YOUR TASK
Report every line of the data where the string "point" appears.

====== AVAILABLE DATA

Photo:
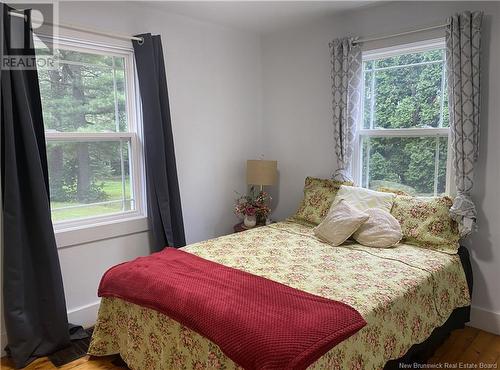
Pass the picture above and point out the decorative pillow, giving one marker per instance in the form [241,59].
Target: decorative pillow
[318,197]
[426,222]
[363,199]
[340,223]
[381,230]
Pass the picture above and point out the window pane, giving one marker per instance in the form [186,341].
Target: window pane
[401,92]
[89,179]
[416,165]
[411,58]
[86,93]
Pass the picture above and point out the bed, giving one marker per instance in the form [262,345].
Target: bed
[410,298]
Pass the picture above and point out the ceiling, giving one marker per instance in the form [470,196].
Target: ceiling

============

RESULT OF THIS TASK
Pass the picture above and point out the decorative pillow, giving one marker per instance in the form [241,59].
Pass the picture above and point out the window pane, giving one marker per instance in the form [186,341].
Pass the picture above and point out the bed, giving one marker per instance in the form [262,345].
Pass the picture above and point out the ceiling, giving one marker per instance in the form [470,196].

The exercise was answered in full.